### Given request
Turn all the data below into a JSON list of strings, one string per line, with blank lines skipped and the pictures left out.
+ + + +
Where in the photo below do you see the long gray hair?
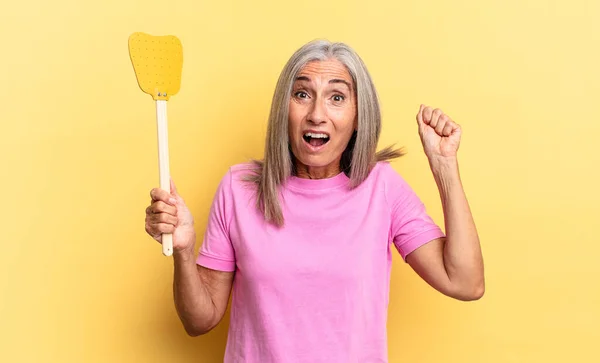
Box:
[245,40,403,227]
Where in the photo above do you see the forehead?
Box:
[298,59,353,84]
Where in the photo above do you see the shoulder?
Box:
[369,161,413,203]
[369,161,406,186]
[220,162,260,190]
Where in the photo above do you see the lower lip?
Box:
[302,138,331,152]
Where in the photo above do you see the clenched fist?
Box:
[146,180,196,253]
[417,105,462,160]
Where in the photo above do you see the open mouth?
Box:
[302,132,329,147]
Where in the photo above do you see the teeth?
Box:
[304,132,329,139]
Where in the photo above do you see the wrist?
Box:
[173,244,196,263]
[428,156,458,175]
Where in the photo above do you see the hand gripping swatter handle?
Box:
[156,100,173,256]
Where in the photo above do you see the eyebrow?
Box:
[296,76,352,89]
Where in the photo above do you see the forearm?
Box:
[430,158,485,297]
[173,243,218,336]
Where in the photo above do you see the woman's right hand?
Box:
[146,180,196,254]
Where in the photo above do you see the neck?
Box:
[296,161,341,179]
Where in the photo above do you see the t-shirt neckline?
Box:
[286,171,350,190]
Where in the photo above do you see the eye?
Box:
[294,91,308,98]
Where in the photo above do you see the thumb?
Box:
[417,104,425,131]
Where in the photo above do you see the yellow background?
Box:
[0,0,600,363]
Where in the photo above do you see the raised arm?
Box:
[146,183,234,336]
[406,105,485,301]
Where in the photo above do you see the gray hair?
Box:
[245,40,403,226]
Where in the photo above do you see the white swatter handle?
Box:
[156,100,173,256]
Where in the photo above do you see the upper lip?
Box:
[302,130,331,138]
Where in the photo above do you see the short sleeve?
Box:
[196,170,235,272]
[386,166,445,261]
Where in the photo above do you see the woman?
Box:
[146,41,484,363]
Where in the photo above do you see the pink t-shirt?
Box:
[197,162,444,363]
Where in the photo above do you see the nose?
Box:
[308,98,327,125]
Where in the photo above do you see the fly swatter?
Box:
[129,33,183,256]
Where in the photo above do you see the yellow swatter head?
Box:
[129,33,183,101]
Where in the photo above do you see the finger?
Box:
[171,178,179,197]
[148,201,177,216]
[146,213,177,226]
[153,223,175,234]
[429,108,443,128]
[150,188,177,205]
[417,104,425,126]
[442,121,454,136]
[423,106,433,125]
[435,114,449,135]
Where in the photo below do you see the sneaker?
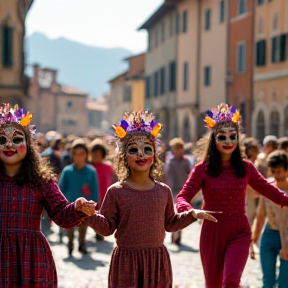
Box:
[78,246,88,254]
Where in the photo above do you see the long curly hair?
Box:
[203,122,246,178]
[0,123,57,187]
[113,132,163,183]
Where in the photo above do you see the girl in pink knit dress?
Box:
[82,111,217,288]
[0,103,95,288]
[176,104,288,288]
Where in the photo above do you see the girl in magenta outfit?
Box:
[176,104,288,288]
[77,111,217,288]
[0,104,95,288]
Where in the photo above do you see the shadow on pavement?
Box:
[63,254,108,270]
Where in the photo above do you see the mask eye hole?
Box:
[0,136,7,145]
[216,135,226,142]
[13,137,23,145]
[144,146,154,156]
[128,147,138,156]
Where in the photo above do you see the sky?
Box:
[26,0,163,53]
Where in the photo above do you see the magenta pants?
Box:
[200,214,251,288]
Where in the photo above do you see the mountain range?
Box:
[26,32,133,98]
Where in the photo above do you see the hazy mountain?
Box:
[26,33,133,97]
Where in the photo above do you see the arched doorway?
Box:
[269,110,280,137]
[256,110,265,143]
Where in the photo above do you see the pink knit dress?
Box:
[87,182,196,288]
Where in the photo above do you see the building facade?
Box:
[252,0,288,141]
[0,0,33,106]
[226,0,255,135]
[107,53,146,123]
[27,65,88,135]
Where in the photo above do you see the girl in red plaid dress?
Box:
[79,111,216,288]
[0,104,95,288]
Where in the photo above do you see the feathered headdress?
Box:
[112,110,162,139]
[0,103,36,133]
[204,103,241,128]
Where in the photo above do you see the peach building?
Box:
[227,0,255,135]
[252,0,288,141]
[27,65,88,135]
[0,0,33,106]
[107,53,145,123]
[139,3,179,142]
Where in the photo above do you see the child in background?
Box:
[77,111,215,288]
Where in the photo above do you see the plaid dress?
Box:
[0,174,85,288]
[87,182,196,288]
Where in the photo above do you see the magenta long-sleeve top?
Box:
[176,160,288,214]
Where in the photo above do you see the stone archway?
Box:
[269,110,280,137]
[256,110,265,143]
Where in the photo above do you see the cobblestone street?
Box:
[48,223,262,288]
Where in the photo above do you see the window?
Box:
[271,37,280,63]
[169,13,174,37]
[2,26,13,68]
[183,62,189,91]
[169,61,176,92]
[238,0,246,14]
[256,40,266,66]
[205,8,211,31]
[220,1,225,23]
[161,21,165,42]
[154,71,158,97]
[237,43,246,73]
[145,76,151,99]
[160,67,165,95]
[182,11,188,33]
[273,12,278,30]
[204,66,211,86]
[176,13,180,34]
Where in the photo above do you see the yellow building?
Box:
[252,0,288,141]
[108,53,145,123]
[0,0,33,105]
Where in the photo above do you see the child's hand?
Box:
[75,197,97,216]
[191,209,221,222]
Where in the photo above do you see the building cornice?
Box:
[254,69,288,82]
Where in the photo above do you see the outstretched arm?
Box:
[176,165,203,212]
[42,181,87,229]
[247,162,288,206]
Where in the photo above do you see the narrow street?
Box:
[48,219,262,288]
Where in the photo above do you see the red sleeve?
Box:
[245,161,288,206]
[42,181,87,229]
[165,187,197,232]
[176,163,206,212]
[86,189,119,236]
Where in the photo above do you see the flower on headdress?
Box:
[204,103,241,128]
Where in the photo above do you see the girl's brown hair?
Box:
[113,132,163,182]
[0,123,56,186]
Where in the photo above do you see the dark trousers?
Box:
[200,214,251,288]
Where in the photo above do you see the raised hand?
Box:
[75,197,97,216]
[191,209,222,222]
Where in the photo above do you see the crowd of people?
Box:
[0,104,288,288]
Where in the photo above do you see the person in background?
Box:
[244,137,260,227]
[277,137,288,153]
[89,139,114,241]
[252,151,288,288]
[59,139,99,256]
[255,135,278,178]
[165,138,192,245]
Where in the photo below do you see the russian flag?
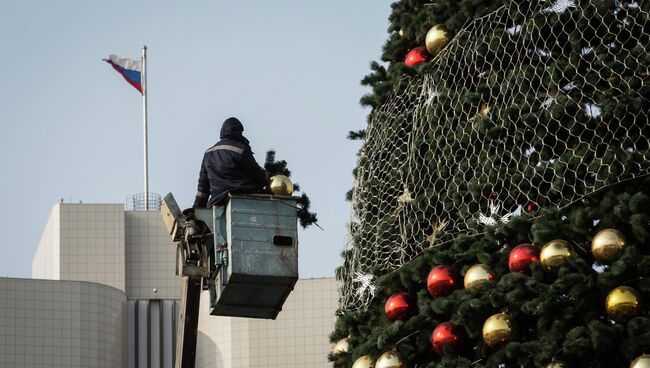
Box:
[104,55,142,93]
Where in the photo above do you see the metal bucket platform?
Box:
[210,194,298,319]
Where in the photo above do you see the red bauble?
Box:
[431,322,464,356]
[404,46,431,67]
[385,292,416,322]
[508,244,539,272]
[427,266,463,297]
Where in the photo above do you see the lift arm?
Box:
[160,193,210,368]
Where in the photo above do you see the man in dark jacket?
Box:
[194,118,267,208]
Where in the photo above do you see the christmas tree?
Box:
[330,0,650,368]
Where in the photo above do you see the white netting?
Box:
[338,0,650,310]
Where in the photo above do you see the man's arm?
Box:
[192,155,210,208]
[241,148,268,189]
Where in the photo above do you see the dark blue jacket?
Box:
+ + + +
### Full solution
[
  "Where in the photo below do you see the long gray hair?",
  "Box:",
  "[245,40,403,227]",
  "Where in the photo above do you see the forehead?",
  "Box:",
  "[298,59,353,84]",
  "Where in the photo above do you see the shoulder?",
  "Box:",
  "[369,161,413,203]",
  "[369,161,406,186]",
  "[220,162,260,190]",
  "Where in the photo above do you see the lower lip?",
  "Box:",
  "[302,138,331,152]",
  "Where in the photo above do you see the clenched fist?",
  "Box:",
  "[146,180,196,253]",
  "[417,105,462,160]",
  "Where in the photo above do you see the open mouth?",
  "Box:",
  "[302,132,329,147]",
  "Where in the photo above do you see the teeth?",
  "Box:",
  "[304,132,329,139]",
  "Where in the photo above do you see the wrist?",
  "Box:",
  "[173,244,196,263]",
  "[428,156,458,175]",
  "Where in the photo above do you see the hand gripping swatter handle?",
  "Box:",
  "[156,100,173,256]",
  "Where in the photo above do you see the eyebrow?",
  "Box:",
  "[296,76,352,89]",
  "Where in the photo above do you see the forearm?",
  "Box:",
  "[430,158,485,297]",
  "[173,243,218,336]",
  "Where in the photo above do you see the woman's right hand?",
  "Box:",
  "[146,180,196,254]",
  "Where in the photo above do you see the neck?",
  "Box:",
  "[296,161,341,179]",
  "Where in the photo above do you see the t-shirt neckline?",
  "Box:",
  "[286,171,350,190]",
  "Where in the photo above do you see the eye?",
  "Box:",
  "[294,91,308,98]",
  "Where in the photo above do you see the thumb?",
  "Box:",
  "[417,104,425,131]",
  "Where in the photo above do you see the yellow background?",
  "Box:",
  "[0,0,600,363]",
  "Where in the photo above do you see the raised arm?",
  "Box:",
  "[146,183,234,336]",
  "[406,105,485,301]",
  "Where in the photo above do you see the gray hair?",
  "Box:",
  "[245,40,403,226]",
  "Where in the photo above do you see the white swatter handle?",
  "Box:",
  "[156,100,173,256]",
  "Where in the photo above do you see the upper lip?",
  "Box:",
  "[302,130,331,138]",
  "Where in the photo above do you see the short sleeve?",
  "Box:",
  "[196,170,235,272]",
  "[386,166,445,261]",
  "Where in the photo above do you see the woman?",
  "Box:",
  "[146,41,484,363]",
  "Where in the photo above do you see the pink t-shirt?",
  "Box:",
  "[197,162,444,363]",
  "Where in the photo above do you see the nose?",
  "Box:",
  "[308,98,327,125]",
  "Where in the photo above do you see the fly swatter?",
  "Box:",
  "[129,33,183,256]",
  "Where in the photo above do you see the yellow swatter head?",
  "Box:",
  "[129,33,183,101]",
  "Where in the photo above do you see the finger?",
  "Box:",
  "[171,178,179,197]",
  "[148,201,177,216]",
  "[146,213,177,226]",
  "[153,223,175,234]",
  "[429,108,443,128]",
  "[150,188,177,205]",
  "[417,104,425,126]",
  "[442,121,454,136]",
  "[423,106,433,125]",
  "[435,114,449,135]",
  "Where in the photo below do you see the sneaker?",
  "Box:",
  "[78,246,88,254]",
  "Where in the photo above do you see the long curly hair?",
  "Box:",
  "[203,122,246,178]",
  "[0,123,57,187]",
  "[113,132,163,183]",
  "Where in the photo above do you see the girl in pink knit dress?",
  "Box:",
  "[82,111,217,288]",
  "[0,103,95,288]",
  "[176,104,288,288]",
  "Where in the photo above do you see the girl in magenta outfit?",
  "Box:",
  "[176,104,288,288]",
  "[77,111,217,288]",
  "[0,104,95,288]",
  "Where in the photo above do you see the shadow on pavement?",
  "Box:",
  "[63,254,108,270]",
  "Where in the photo above do you see the mask eye hole?",
  "Box:",
  "[0,136,7,145]",
  "[216,135,226,142]",
  "[13,137,23,145]",
  "[144,146,154,156]",
  "[128,147,138,156]",
  "Where in the photo above do you see the sky?",
  "Box:",
  "[26,0,163,53]",
  "Where in the photo above do you see the magenta pants?",
  "Box:",
  "[200,214,251,288]",
  "Where in the photo above do you see the mountain range?",
  "Box:",
  "[26,32,133,98]",
  "Where in the photo above do you see the hazy mountain?",
  "Box:",
  "[26,33,133,97]",
  "Where in the photo above do you see the arched doorway?",
  "Box:",
  "[269,110,280,137]",
  "[256,110,265,143]",
  "Where in the photo above do you see the pink knit dress?",
  "Box:",
  "[87,182,196,288]",
  "Where in the photo above do you see the building facade?",
  "Box:",
  "[252,0,288,141]",
  "[0,0,33,106]",
  "[226,0,255,135]",
  "[107,53,146,123]",
  "[27,65,88,135]",
  "Where in the photo above do you see the girl in red plaid dress?",
  "Box:",
  "[79,111,216,288]",
  "[0,104,95,288]",
  "Where in the photo above do you see the feathered headdress?",
  "Box:",
  "[112,110,162,139]",
  "[0,103,36,133]",
  "[204,103,241,128]",
  "Where in the photo above do you see the peach building?",
  "Box:",
  "[227,0,255,135]",
  "[252,0,288,141]",
  "[27,65,88,135]",
  "[0,0,33,106]",
  "[107,53,145,123]",
  "[139,3,179,142]",
  "Where in the photo above do you see the child in background?",
  "Box:",
  "[77,111,215,288]",
  "Where in the photo above do you see the plaid dress?",
  "Box:",
  "[0,174,85,288]",
  "[87,182,196,288]",
  "Where in the photo above do you see the magenta long-sleeve top?",
  "Box:",
  "[176,160,288,214]",
  "Where in the photo above do you see the stone archway?",
  "Box:",
  "[269,110,280,137]",
  "[256,110,265,143]",
  "Where in the photo above do you see the cobblestone street?",
  "Box:",
  "[48,223,262,288]",
  "Where in the photo above do you see the window?",
  "Box:",
  "[271,37,280,63]",
  "[169,13,174,37]",
  "[2,26,13,68]",
  "[183,62,189,91]",
  "[169,61,176,92]",
  "[238,0,246,14]",
  "[256,40,266,66]",
  "[205,8,211,31]",
  "[220,1,225,23]",
  "[161,21,165,42]",
  "[154,71,158,97]",
  "[237,43,246,73]",
  "[145,76,151,99]",
  "[160,67,165,95]",
  "[182,11,188,33]",
  "[273,12,278,30]",
  "[204,66,211,86]",
  "[176,13,180,34]",
  "Where in the photo above do you see the yellow building?",
  "Box:",
  "[252,0,288,141]",
  "[108,53,145,123]",
  "[0,0,33,105]",
  "Where in the photo above do you see the child's hand?",
  "Box:",
  "[75,197,97,216]",
  "[191,209,221,222]",
  "Where in the photo above do you see the building cornice?",
  "Box:",
  "[254,69,288,82]",
  "Where in the photo above do you see the outstretched arm?",
  "Box:",
  "[176,165,203,212]",
  "[42,181,87,229]",
  "[247,162,288,206]",
  "Where in the photo above do you see the narrow street?",
  "Box:",
  "[48,219,262,288]",
  "Where in the photo above do you see the red sleeve?",
  "Box:",
  "[245,161,288,206]",
  "[42,181,87,229]",
  "[165,187,197,232]",
  "[176,163,206,212]",
  "[86,189,119,236]",
  "Where in the photo above do you see the flower on headdress?",
  "Box:",
  "[204,103,241,128]",
  "Where in the photo above do you see the girl's brown hair?",
  "Box:",
  "[113,132,163,182]",
  "[0,123,56,186]",
  "Where in the photo above do you see the dark trousers?",
  "Box:",
  "[200,214,251,288]",
  "Where in the photo above do you see the raised hand?",
  "Box:",
  "[75,197,97,216]",
  "[191,209,222,222]",
  "Where in the photo above do you see the crowd of people?",
  "Box:",
  "[0,104,288,288]",
  "Where in the photo above do you see the person in background?",
  "Box:",
  "[244,137,260,227]",
  "[277,137,288,153]",
  "[89,139,114,241]",
  "[252,151,288,288]",
  "[59,139,99,256]",
  "[255,135,278,178]",
  "[165,138,192,245]",
  "Where in the photo below do you see the russian flag?",
  "Box:",
  "[104,55,142,93]",
  "Where in the photo above do you see the metal bucket platform?",
  "Box:",
  "[210,194,298,319]",
  "Where in the photo above do you see the red bauble?",
  "Box:",
  "[431,322,464,356]",
  "[404,46,431,67]",
  "[385,292,416,322]",
  "[508,244,539,272]",
  "[427,266,463,297]",
  "Where in the photo above do you see the lift arm?",
  "Box:",
  "[160,193,210,368]",
  "Where in the photo above do you see the man in dark jacket?",
  "Box:",
  "[194,118,267,208]",
  "Where in the photo above do you see the christmas tree?",
  "Box:",
  "[330,0,650,368]",
  "Where in the photo above do you see the white netting?",
  "Box:",
  "[338,0,650,310]",
  "Where in the photo above do you see the man's arm?",
  "Box:",
  "[192,155,210,208]",
  "[241,148,268,189]",
  "Where in the photo above do you see the dark blue jacket?",
  "Box:"
]